Extract to read:
---
I have the LANG var set to en_US. The messages the are failing are a variety of language types including "us-ascii". If it is a protocol failure what could be causing it. The SpamC and SpamD are running on the same machine.
> If it is a protocol failure what could be causing it I don't know. I tried forcing a timeout by setting a snall value for the spamc -t option, but that returned an error code 74, not 76 like you are seeing. The effect is close to what you are seeing, though. Spamc is getting an error while spamd thinks nothing is wrong. What are all the command line options you are using for spamd and spamc?
SpamD command line: perl.exe spamd -D -s /var/log/spamd.log -r /var/log/spamd.pid SpamC: spamc -x < infile > outfile
I've reproduced this doing the following. Maybe someone can see if it happens outside of Cygwin. I did this with a build of the 3.0.1 branch. I haven't yet tried it in trunk. I ran spamd using the command line spamd -D -s /c/temp/zsaspderr.log -r /c/temp/spand.pid I ran spamc repeatedly using the example input from the last attached sample using the following script, with the output shown: $ myvar=0 ; while [ $myvar -ne 10 ] ; do spamc -x < zs2.out > zsa2.out ; echo $? ; myvar=$(( $myvar + 1 )) ; done 0 0 0 76 76 0 76 76 76 0
More results: I got the same sporadic return code 76 using svn trunk under Cygwin (perl 5.8.5), and also when I added a sleep n delay of 5, 10, and 20 seconds between successive calls to spamc. So it isn't a timing problem caused by sending rapid messages to spamd. I did not get any return code 76 when I repeated the test under Fedora Core 2, perl 5.8.3.
I get the same results if I use -L and disable auto_whitelist and Bayes in user_prefs. I'm having difficulty getting a network capture, so I still don't know what is going in with the protocol.
---
Tasks for this exercise:
A. In the forum thread, write out the part that opens with the words "I have the LANG" and closes with "the same machine.", swapping "machine" for "server".
B. Answer these about the forum thread:
(i) What error code came back when a timeout was forced with a small value for the spamc -t option?
(ii) Which branch was the build from when the problem was first reproduced?
(iii) Under which system and perl version did the test give no return code 76?

Data records:
---
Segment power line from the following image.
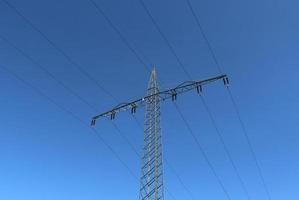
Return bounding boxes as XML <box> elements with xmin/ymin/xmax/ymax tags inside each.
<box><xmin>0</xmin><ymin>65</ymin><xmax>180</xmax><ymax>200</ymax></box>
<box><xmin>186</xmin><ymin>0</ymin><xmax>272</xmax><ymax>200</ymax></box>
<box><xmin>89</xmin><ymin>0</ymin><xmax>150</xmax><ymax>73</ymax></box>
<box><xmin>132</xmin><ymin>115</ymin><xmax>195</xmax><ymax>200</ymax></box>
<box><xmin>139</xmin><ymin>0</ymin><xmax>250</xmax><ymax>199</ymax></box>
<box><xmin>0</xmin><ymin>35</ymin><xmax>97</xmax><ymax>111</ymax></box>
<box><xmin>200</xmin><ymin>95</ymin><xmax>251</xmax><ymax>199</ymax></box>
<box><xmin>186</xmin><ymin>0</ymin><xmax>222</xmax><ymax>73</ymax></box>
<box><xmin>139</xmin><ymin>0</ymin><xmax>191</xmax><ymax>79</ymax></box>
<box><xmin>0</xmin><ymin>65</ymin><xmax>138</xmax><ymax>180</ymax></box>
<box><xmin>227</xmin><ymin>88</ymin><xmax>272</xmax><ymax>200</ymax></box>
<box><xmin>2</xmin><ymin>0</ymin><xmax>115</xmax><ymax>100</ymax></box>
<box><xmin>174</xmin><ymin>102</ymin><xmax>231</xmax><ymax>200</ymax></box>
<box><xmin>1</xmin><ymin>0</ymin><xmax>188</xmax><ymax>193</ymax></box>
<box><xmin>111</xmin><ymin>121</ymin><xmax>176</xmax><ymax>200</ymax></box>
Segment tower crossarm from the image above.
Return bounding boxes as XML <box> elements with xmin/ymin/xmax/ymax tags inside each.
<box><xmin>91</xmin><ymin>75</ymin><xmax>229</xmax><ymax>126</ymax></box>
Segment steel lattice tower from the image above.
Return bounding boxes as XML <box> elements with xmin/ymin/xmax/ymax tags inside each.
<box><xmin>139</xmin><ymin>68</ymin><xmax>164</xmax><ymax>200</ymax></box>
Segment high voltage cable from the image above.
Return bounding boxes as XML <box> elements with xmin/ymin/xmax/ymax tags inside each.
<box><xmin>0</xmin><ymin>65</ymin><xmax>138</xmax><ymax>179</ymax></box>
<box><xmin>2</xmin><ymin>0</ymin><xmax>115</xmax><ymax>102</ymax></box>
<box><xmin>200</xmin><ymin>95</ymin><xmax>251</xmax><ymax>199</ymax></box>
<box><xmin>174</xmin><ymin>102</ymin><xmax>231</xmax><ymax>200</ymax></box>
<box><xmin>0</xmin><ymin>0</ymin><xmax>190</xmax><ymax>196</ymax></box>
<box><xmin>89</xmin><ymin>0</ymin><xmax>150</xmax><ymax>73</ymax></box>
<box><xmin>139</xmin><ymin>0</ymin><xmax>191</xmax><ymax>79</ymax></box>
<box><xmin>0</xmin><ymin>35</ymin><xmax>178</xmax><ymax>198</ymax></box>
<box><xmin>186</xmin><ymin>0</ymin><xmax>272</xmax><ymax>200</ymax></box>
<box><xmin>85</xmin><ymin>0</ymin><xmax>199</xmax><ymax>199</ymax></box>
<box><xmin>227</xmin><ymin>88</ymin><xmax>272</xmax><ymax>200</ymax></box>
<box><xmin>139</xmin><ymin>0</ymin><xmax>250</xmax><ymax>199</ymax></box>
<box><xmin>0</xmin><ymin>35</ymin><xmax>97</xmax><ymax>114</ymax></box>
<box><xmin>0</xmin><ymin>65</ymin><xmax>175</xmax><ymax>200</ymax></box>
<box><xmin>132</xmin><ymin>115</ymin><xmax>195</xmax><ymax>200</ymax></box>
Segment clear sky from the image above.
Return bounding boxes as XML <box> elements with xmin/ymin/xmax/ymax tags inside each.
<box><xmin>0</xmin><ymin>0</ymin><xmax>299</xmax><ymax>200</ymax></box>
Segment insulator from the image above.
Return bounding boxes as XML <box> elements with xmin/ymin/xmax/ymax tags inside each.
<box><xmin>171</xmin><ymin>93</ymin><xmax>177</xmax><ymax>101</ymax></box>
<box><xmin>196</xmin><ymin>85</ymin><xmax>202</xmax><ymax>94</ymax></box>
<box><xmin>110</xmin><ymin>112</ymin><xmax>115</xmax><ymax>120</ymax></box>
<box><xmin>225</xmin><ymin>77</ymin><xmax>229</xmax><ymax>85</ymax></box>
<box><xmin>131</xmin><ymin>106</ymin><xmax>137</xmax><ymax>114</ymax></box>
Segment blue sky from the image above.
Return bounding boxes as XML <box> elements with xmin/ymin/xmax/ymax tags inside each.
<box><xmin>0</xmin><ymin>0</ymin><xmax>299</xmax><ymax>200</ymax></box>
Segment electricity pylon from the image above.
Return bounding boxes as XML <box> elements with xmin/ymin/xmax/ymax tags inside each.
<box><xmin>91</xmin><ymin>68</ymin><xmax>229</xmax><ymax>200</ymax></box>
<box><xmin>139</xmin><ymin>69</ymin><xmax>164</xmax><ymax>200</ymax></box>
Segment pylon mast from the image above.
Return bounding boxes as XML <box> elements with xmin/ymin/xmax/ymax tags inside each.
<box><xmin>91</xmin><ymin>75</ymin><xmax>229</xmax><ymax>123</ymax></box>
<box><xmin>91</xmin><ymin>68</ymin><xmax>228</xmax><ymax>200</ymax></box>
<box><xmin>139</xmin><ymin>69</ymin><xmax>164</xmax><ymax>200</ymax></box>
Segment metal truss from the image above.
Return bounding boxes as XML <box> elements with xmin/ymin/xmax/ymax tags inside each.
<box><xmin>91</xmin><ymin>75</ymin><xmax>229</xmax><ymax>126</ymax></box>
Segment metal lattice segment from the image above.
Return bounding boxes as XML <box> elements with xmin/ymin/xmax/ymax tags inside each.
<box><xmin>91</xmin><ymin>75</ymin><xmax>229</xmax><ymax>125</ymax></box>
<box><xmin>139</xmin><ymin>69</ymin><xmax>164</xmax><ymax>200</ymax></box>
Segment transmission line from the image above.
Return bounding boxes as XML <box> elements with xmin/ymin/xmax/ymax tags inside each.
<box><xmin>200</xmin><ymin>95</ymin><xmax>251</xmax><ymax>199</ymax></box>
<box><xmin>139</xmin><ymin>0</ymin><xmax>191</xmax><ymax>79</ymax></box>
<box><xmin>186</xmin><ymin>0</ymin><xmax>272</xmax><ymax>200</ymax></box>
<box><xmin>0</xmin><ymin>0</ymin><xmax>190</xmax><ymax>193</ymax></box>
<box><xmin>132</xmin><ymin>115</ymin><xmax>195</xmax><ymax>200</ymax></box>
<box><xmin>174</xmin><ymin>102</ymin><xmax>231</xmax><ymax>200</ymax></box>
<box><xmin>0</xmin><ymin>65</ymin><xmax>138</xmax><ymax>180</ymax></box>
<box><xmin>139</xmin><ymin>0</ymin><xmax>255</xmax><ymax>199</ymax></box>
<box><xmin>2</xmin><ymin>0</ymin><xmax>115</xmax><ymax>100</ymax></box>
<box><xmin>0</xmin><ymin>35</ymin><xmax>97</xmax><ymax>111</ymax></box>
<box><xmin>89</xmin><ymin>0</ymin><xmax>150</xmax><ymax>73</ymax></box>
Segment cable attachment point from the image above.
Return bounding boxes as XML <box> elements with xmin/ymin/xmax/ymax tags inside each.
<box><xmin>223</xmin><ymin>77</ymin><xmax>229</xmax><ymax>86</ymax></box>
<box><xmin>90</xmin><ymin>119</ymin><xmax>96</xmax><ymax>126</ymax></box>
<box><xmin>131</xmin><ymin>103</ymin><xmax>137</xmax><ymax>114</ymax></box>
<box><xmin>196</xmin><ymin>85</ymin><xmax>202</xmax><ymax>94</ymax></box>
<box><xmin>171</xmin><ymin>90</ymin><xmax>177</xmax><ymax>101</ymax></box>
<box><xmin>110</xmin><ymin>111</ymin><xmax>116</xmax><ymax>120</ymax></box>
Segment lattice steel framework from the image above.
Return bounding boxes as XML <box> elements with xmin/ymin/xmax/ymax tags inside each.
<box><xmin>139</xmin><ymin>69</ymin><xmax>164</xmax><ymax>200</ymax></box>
---
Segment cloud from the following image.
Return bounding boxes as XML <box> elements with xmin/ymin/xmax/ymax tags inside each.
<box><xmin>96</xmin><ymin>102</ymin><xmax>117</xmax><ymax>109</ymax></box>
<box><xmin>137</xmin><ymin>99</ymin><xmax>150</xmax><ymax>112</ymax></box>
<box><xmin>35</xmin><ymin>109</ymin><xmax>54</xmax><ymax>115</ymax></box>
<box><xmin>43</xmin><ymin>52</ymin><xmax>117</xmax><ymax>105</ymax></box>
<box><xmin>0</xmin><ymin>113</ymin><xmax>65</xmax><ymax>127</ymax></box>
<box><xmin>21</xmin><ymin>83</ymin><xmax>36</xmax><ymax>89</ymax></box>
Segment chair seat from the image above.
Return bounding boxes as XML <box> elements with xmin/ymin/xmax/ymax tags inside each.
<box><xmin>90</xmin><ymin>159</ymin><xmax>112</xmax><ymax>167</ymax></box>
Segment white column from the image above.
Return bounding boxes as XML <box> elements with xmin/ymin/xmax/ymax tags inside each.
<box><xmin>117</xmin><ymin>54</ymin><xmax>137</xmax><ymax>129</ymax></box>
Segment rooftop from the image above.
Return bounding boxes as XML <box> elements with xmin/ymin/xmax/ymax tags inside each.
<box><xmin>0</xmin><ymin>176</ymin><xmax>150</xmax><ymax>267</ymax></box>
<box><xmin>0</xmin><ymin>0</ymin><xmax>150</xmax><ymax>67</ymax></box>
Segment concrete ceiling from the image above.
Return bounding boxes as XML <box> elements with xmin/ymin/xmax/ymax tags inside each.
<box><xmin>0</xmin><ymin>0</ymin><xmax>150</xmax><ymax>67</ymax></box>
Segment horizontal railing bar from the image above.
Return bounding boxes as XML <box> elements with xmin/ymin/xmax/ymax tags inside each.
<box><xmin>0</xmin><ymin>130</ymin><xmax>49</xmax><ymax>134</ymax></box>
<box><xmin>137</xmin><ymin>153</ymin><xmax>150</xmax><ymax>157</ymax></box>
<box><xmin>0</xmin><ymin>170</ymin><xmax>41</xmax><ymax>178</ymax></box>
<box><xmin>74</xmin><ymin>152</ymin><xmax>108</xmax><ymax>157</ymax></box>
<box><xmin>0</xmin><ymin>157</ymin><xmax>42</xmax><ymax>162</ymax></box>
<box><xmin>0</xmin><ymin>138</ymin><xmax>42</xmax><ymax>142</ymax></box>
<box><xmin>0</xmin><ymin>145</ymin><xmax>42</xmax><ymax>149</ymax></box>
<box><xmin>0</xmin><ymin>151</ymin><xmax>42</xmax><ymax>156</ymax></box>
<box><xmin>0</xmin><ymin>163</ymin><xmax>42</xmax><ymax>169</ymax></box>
---
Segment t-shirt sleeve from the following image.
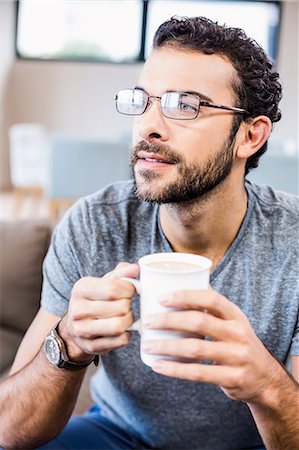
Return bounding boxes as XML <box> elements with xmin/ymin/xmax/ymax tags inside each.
---
Outputs:
A.
I have the LANG var set to en_US. The messages the are failing are a variety of language types including "us-ascii". If it is a protocol failure what could be causing it. The SpamC and SpamD are running on the same server.

B.
(i) 74
(ii) The 3.0.1 branch
(iii) Fedora Core 2, perl 5.8.3